→ THE TASK
Return every line of the data below verbatim, leaving out any images.

→ MATERIAL
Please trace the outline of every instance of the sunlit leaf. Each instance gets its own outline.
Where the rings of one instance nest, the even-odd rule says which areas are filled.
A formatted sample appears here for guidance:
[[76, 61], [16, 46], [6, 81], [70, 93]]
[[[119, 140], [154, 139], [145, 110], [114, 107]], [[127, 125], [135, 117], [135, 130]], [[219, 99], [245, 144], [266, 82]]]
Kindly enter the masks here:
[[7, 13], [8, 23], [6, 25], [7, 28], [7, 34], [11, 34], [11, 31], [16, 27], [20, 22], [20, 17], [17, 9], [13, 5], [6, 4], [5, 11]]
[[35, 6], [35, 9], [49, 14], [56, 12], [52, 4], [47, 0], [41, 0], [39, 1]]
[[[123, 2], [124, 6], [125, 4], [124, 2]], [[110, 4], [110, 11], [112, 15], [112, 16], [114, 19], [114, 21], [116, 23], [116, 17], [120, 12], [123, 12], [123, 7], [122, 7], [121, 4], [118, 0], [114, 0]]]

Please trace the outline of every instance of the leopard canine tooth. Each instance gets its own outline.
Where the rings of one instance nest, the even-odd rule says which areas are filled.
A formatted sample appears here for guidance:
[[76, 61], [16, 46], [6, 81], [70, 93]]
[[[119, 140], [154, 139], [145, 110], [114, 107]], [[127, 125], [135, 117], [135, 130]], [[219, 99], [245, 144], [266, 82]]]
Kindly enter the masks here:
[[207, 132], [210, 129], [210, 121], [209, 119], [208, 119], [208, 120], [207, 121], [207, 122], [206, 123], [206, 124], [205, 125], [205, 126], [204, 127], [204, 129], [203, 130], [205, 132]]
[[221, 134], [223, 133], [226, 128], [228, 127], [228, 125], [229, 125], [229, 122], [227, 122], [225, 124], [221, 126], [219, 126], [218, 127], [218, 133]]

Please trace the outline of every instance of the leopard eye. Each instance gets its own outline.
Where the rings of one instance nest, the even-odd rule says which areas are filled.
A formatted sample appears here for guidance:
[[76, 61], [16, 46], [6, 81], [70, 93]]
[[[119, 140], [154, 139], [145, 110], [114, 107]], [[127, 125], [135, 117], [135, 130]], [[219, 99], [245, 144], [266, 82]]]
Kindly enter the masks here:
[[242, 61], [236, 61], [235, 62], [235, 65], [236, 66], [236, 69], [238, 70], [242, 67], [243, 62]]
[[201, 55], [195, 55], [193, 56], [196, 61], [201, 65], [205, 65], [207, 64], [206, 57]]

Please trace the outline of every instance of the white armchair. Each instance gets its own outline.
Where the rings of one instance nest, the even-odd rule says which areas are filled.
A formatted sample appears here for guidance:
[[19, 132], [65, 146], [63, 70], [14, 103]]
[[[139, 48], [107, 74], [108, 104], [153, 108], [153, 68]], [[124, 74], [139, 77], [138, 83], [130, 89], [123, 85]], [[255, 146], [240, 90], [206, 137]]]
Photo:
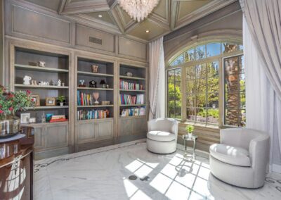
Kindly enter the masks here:
[[178, 122], [174, 119], [158, 118], [148, 121], [146, 139], [148, 151], [171, 154], [176, 150]]
[[227, 183], [247, 188], [264, 185], [269, 156], [269, 136], [247, 129], [221, 130], [221, 144], [210, 146], [211, 173]]

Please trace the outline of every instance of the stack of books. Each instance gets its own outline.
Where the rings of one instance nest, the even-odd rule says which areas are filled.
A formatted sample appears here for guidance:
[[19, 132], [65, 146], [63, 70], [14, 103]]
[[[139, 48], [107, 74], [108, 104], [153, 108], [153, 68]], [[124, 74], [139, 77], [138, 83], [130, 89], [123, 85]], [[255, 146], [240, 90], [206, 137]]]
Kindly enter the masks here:
[[143, 85], [138, 83], [129, 82], [123, 80], [120, 80], [120, 89], [133, 89], [133, 90], [143, 90]]
[[106, 118], [109, 115], [108, 113], [108, 110], [81, 110], [77, 111], [77, 119], [81, 120]]
[[95, 102], [93, 95], [77, 91], [78, 106], [93, 106]]
[[65, 115], [53, 115], [50, 120], [50, 123], [65, 122], [67, 119]]
[[122, 105], [135, 105], [144, 104], [144, 94], [131, 96], [129, 94], [120, 94], [119, 103]]
[[145, 115], [145, 107], [138, 107], [129, 109], [122, 109], [121, 116], [140, 116]]

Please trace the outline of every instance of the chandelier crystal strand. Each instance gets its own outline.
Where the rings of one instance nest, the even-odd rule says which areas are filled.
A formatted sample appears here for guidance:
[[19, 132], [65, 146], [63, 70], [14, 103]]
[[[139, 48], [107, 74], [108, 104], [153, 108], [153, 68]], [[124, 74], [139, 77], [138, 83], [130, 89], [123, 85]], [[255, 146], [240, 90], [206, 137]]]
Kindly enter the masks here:
[[134, 20], [143, 20], [158, 4], [159, 0], [119, 0], [120, 6]]

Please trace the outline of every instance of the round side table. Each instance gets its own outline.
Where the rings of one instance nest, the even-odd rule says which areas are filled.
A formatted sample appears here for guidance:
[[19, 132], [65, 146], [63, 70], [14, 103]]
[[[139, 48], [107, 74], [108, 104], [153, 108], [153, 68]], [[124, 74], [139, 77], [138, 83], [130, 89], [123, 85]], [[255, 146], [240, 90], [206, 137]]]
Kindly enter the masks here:
[[198, 136], [196, 135], [192, 135], [189, 136], [188, 135], [183, 135], [183, 143], [184, 143], [184, 146], [185, 146], [185, 156], [188, 156], [188, 151], [186, 150], [186, 142], [187, 141], [193, 141], [193, 159], [195, 159], [195, 148], [196, 148], [196, 140], [197, 140]]

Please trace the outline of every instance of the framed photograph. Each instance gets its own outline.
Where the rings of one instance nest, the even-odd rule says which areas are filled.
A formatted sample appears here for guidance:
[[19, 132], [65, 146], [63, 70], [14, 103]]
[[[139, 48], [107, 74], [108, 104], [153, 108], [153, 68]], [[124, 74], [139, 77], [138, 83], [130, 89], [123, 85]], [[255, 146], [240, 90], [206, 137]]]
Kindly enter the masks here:
[[21, 113], [20, 114], [20, 123], [26, 124], [30, 122], [30, 113]]
[[31, 100], [34, 102], [34, 106], [40, 106], [40, 96], [39, 94], [31, 95]]
[[46, 98], [46, 106], [55, 106], [55, 98]]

→ RESULT
Please trace the outline of every instance of the sunlit leaf. Each instance gets its own outline.
Where the rings of one instance nest, the even-odd rule says which areas are filled.
A formatted sample appears here for guidance:
[[76, 61], [16, 46], [6, 81], [70, 93]]
[[[119, 140], [154, 139], [145, 110], [114, 107]], [[127, 125], [135, 117], [135, 130]], [[219, 99], [245, 144], [266, 82]]]
Kindly enter the masks here:
[[7, 13], [8, 23], [6, 25], [7, 28], [7, 34], [11, 34], [11, 31], [16, 27], [20, 22], [20, 17], [17, 9], [13, 5], [6, 4], [5, 11]]
[[35, 6], [35, 9], [49, 14], [56, 12], [52, 4], [47, 0], [41, 0], [39, 1]]
[[[123, 2], [124, 6], [125, 4], [124, 2]], [[110, 4], [110, 11], [112, 15], [112, 16], [114, 19], [114, 21], [116, 23], [116, 17], [120, 12], [123, 12], [123, 7], [122, 7], [121, 4], [118, 0], [114, 0]]]

Please trace the outline of every instance of the leopard canine tooth. Each instance gets its own outline.
Where the rings of one instance nest, the even-odd rule says which areas are filled.
A formatted sample appears here for guidance:
[[76, 61], [16, 46], [6, 81], [70, 93]]
[[[119, 140], [154, 139], [145, 110], [114, 107]], [[127, 125], [135, 117], [135, 130]], [[219, 99], [245, 144], [266, 82]]]
Kindly enter the masks here:
[[207, 132], [210, 129], [210, 121], [209, 119], [208, 119], [208, 120], [207, 121], [207, 122], [206, 123], [206, 124], [205, 125], [205, 126], [204, 127], [204, 129], [203, 130], [205, 132]]
[[221, 134], [223, 133], [226, 128], [228, 127], [228, 125], [229, 125], [229, 122], [227, 122], [225, 124], [221, 126], [219, 126], [218, 127], [218, 133]]

Please trace the outline of every instance of the leopard eye. Each instance gets its own outline.
Where the rings of one instance nest, the even-odd rule says which areas are filled.
A formatted sample appears here for guidance:
[[76, 61], [16, 46], [6, 81], [70, 93]]
[[[119, 140], [154, 139], [145, 110], [114, 107]], [[127, 125], [135, 117], [135, 130]], [[219, 99], [245, 144], [266, 82]]]
Kindly enter the masks here:
[[242, 61], [236, 61], [235, 62], [235, 65], [236, 66], [236, 69], [238, 70], [242, 67], [243, 62]]
[[201, 55], [195, 55], [193, 56], [196, 61], [201, 65], [205, 65], [207, 64], [206, 57]]

Please trace the outline of every instance of the white armchair. Each instance gets its own outline.
Where the rings of one instance nest, the even-odd rule says which areas are filled.
A formatted sample appears here for guidance:
[[19, 132], [65, 146], [63, 70], [14, 103]]
[[[139, 48], [107, 74], [108, 104], [153, 108], [153, 68]], [[124, 74], [139, 77], [138, 83], [130, 89], [123, 85]], [[255, 146], [240, 90], [206, 137]]]
Photo:
Kindly enter the masks here:
[[178, 122], [174, 119], [158, 118], [148, 121], [146, 139], [148, 151], [171, 154], [176, 150]]
[[227, 183], [247, 188], [264, 185], [269, 156], [269, 136], [247, 129], [221, 130], [221, 144], [210, 146], [211, 173]]

Please trace the outline of every instance of the stack of books. Each instance gets its own outline.
Where the rings of one instance nest, the even-odd rule says which areas are filled.
A formatted sample appears here for guidance:
[[19, 132], [65, 146], [63, 70], [14, 103]]
[[[139, 48], [107, 74], [108, 104], [153, 108], [153, 68]], [[124, 74], [139, 77], [138, 83], [130, 89], [123, 85]], [[255, 146], [240, 90], [206, 137]]]
Kindly enter the masks here:
[[143, 85], [138, 83], [129, 82], [123, 80], [120, 80], [120, 89], [133, 89], [133, 90], [143, 90]]
[[106, 118], [109, 115], [108, 113], [108, 110], [81, 110], [77, 111], [77, 119], [81, 120]]
[[95, 102], [93, 95], [77, 91], [78, 106], [93, 106]]
[[65, 115], [53, 115], [50, 120], [50, 123], [65, 122], [67, 119]]
[[122, 105], [135, 105], [144, 104], [144, 94], [131, 96], [129, 94], [120, 94], [119, 103]]
[[145, 115], [145, 107], [138, 107], [129, 109], [122, 109], [121, 116], [140, 116]]

Please trace the outline of every instance of the chandelier crystal strand. Each instance gets its own outline.
Where the rings of one instance nest, the even-odd rule says which areas are filled.
A formatted sample appears here for guidance:
[[19, 132], [65, 146], [63, 70], [14, 103]]
[[[139, 48], [107, 74], [108, 104], [153, 108], [153, 68]], [[124, 74], [139, 77], [138, 83], [130, 89], [123, 85]], [[255, 146], [240, 90], [206, 137]]]
Kindly enter the masks here:
[[134, 20], [143, 20], [158, 4], [159, 0], [119, 0], [120, 6]]

Please trace the outline of every instance of the round side table. Each instance gets its own outline.
Where the rings of one instance nest, the even-odd rule says which areas are filled.
A formatted sample appears here for guidance:
[[19, 132], [65, 146], [63, 70], [14, 103]]
[[[139, 48], [107, 74], [108, 104], [153, 108], [153, 68]], [[124, 74], [139, 77], [138, 83], [130, 89], [123, 85]], [[255, 146], [240, 90], [206, 137]]]
Kindly enter the masks here:
[[198, 136], [196, 135], [192, 135], [189, 136], [188, 135], [183, 135], [183, 143], [184, 143], [184, 146], [185, 146], [185, 156], [188, 156], [188, 151], [186, 150], [186, 142], [187, 141], [193, 141], [193, 159], [195, 159], [195, 148], [196, 148], [196, 140], [197, 140]]

Please trace the outline of every instance of the framed photograph. Each instance gets its own outline.
Where the rings of one instance nest, the even-odd rule says which areas are filled.
A formatted sample appears here for guidance:
[[19, 132], [65, 146], [63, 70], [14, 103]]
[[[139, 48], [107, 74], [108, 104], [153, 108], [153, 68]], [[124, 74], [139, 77], [138, 83], [130, 89], [123, 85]], [[255, 146], [240, 90], [206, 137]]]
Kindly enter the masks here:
[[21, 113], [20, 114], [20, 123], [26, 124], [30, 122], [30, 113]]
[[31, 100], [34, 102], [34, 106], [40, 106], [40, 96], [39, 94], [31, 95]]
[[46, 98], [46, 106], [55, 106], [55, 98]]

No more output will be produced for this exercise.